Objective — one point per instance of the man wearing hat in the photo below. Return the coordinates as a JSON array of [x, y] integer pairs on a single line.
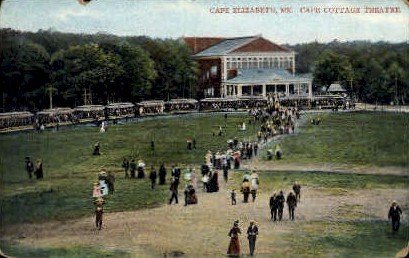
[[394, 214], [29, 167], [252, 233]]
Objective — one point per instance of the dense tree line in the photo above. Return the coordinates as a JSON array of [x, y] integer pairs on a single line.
[[98, 69], [101, 68], [372, 72]]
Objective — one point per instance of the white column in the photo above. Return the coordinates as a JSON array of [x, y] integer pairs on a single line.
[[264, 91], [224, 69], [293, 63]]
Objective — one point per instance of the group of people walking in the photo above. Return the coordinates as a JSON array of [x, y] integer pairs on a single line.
[[234, 233], [36, 169]]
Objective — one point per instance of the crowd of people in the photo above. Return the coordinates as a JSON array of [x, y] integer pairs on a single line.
[[272, 119]]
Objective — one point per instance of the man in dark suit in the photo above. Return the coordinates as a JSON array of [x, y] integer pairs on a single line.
[[280, 201], [394, 214], [252, 233]]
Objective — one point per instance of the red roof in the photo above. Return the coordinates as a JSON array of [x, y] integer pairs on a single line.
[[198, 44]]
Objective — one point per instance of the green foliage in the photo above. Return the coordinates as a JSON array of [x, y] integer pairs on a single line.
[[111, 68], [70, 169], [139, 73], [24, 69], [378, 71], [17, 250], [85, 67], [330, 68]]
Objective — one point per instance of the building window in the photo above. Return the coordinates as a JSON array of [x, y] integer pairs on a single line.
[[246, 90], [254, 63], [257, 90], [265, 63], [213, 70], [275, 63]]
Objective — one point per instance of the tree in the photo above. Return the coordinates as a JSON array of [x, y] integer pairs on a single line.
[[139, 73], [332, 67], [85, 67], [24, 73]]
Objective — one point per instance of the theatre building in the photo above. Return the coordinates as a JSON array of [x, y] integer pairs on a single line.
[[247, 67]]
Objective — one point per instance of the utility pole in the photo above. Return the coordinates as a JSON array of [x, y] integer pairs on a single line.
[[87, 97], [50, 90], [396, 88]]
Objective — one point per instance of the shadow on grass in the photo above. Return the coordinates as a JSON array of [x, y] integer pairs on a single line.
[[17, 250]]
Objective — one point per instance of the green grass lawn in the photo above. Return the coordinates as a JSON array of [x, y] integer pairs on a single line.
[[77, 251], [70, 169], [354, 138], [347, 239], [274, 181], [350, 233]]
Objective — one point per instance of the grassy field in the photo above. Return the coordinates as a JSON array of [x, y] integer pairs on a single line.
[[70, 169], [274, 181], [372, 139], [347, 239], [355, 138], [79, 251], [350, 232]]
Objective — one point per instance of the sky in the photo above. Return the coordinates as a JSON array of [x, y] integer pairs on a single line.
[[178, 18]]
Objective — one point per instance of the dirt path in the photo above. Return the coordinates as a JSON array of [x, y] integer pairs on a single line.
[[201, 230]]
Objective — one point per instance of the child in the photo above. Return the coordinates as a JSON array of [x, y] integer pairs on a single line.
[[233, 197]]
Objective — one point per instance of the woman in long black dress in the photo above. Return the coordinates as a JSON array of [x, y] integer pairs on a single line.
[[234, 246], [39, 169]]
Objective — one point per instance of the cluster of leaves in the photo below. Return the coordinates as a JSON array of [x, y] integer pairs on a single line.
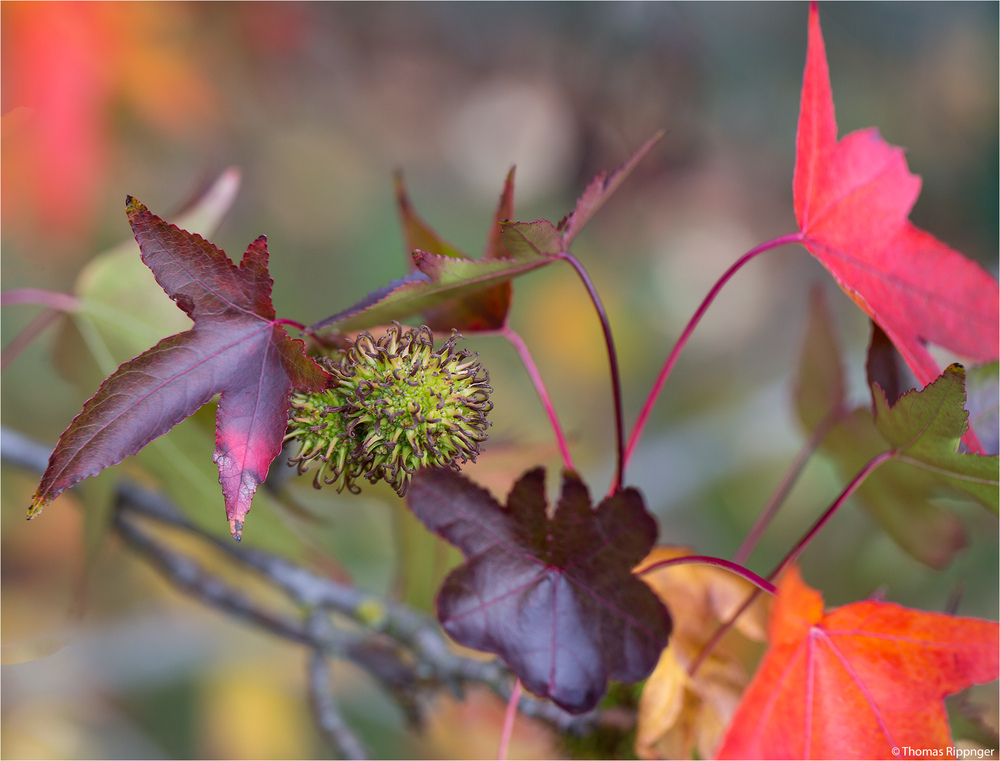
[[557, 594]]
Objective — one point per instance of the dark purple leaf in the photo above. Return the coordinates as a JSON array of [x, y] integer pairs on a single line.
[[236, 348], [554, 597]]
_____
Format every line of the material above as a Markdown table with the columns No and Entry, numbering the rows in order. Leave out blank lines and the pictures.

| No | Entry |
|---|---|
| 1 | Objective — one point per instance of the man wearing hat in the photo below. Return the coordinates as a JSON array of [x, y] integer pairs on a single line. |
| 2 | [[394, 214], [29, 167], [252, 233]] |
| 3 | Objective — one point per instance of the dense tree line in the photo above. Return the coordinates as a JSON array of [x, y] integer pairs on a single line. |
| 4 | [[98, 69], [101, 68], [372, 72]] |
| 5 | Objective — one point per instance of the white column in the photo above. Return the coordinates as a JSON array of [x, y] integer pairs on a single line. |
| 6 | [[264, 91], [224, 69], [293, 63]] |
| 7 | Objective — one point per instance of the group of people walking in the photo above. Return the coordinates as a JSON array of [x, y] integer pairs on a single line. |
| 8 | [[234, 233], [36, 169]] |
| 9 | Objective — one point per instance of the crowd of people in the photo above. Return the coordinates as a JSON array of [x, y] integer pairs on a single line. |
| 10 | [[272, 119]] |
| 11 | Objective — one point per instance of the man in dark suit in the photo above. Return the coordinates as a JSON array of [x, y] integer pairs on a single line. |
| 12 | [[280, 201], [394, 214], [252, 233]] |
| 13 | Objective — one point per instance of the red roof in the photo above. Return the coordinates as a JSON array of [x, y] integer pairs on a single line. |
| 14 | [[198, 44]] |
| 15 | Objective — one point per instance of the green foliage in the photo above. Return the coordinates as a JSON array of [x, y] integer pairs on a single line. |
| 16 | [[111, 68], [70, 169], [139, 73], [24, 69], [378, 71], [17, 250], [85, 67], [330, 68]] |
| 17 | Objective — one point per instance of the building window in the photo above. Return the coordinates as a JSON array of [x, y] integer pairs on a single line. |
| 18 | [[246, 90], [254, 63], [257, 90], [265, 63], [213, 70], [275, 63]] |
| 19 | Objective — one point per instance of the tree in the photo above. Return the coordinates as a JSON array of [x, y] integer pairs on a single line. |
| 20 | [[139, 73], [332, 67], [85, 67], [24, 73]] |
| 21 | Objective — one point per instance of the theatre building in the photo above. Return the coordinates as a JSON array of [x, y] integer pairs on a single line. |
| 22 | [[247, 67]] |
| 23 | Objective — one point per instance of the utility pole in the photo above. Return the coordinates as a JSON array of [x, y] integer pairs on a single line. |
| 24 | [[87, 97], [50, 90], [396, 88]] |
| 25 | Objective — one point per instance of the shadow on grass in the photo above. Return the coordinates as a JSON array of [x, y] integer pairs on a single line. |
| 26 | [[17, 250]] |
| 27 | Objective — one point per instance of the green grass lawn in the photo above. Return the coordinates as a JSON array of [x, y] integer pairs on a single line. |
| 28 | [[77, 251], [70, 169], [354, 138], [347, 239], [274, 181], [350, 233]] |
| 29 | Objective — one point per instance of the grassy field in the photo above. Return the coordinates as a JSON array of [x, y] integer pairs on a single line. |
| 30 | [[70, 169], [274, 181], [372, 139], [347, 239], [355, 138], [79, 251], [350, 232]] |
| 31 | Objective — one point per instance of the sky in the photo above. Return the coordinates as a JSON array of [x, y] integer pairs on a single line. |
| 32 | [[178, 18]] |
| 33 | Objective — one point per instance of the dirt path in the photo above. Return the coordinates as a JSON array of [x, y] integer pairs on a single line. |
| 34 | [[201, 230]] |
| 35 | Objective — one point per instance of the child in the photo above. Return the coordinates as a JSON array of [x, y] integer pairs on a single line. |
| 36 | [[233, 197]] |
| 37 | Objective — one point per instance of the woman in long black dress in the photo above. Return the coordinates as a JSON array of [x, y] integer pairs on a single line. |
| 38 | [[234, 246], [39, 169]] |
| 39 | Objective — one point per instance of the cluster of leaves in the photo below. Return the coordinates as a JSON array of [x, y] integer pairs on a single line. |
| 40 | [[557, 594]] |
| 41 | Objective — one point per instance of the dark purple leaf in the photo above. Return the coordinates as a JSON array of [x, y] integer pairs on a single line. |
| 42 | [[236, 348], [554, 597]] |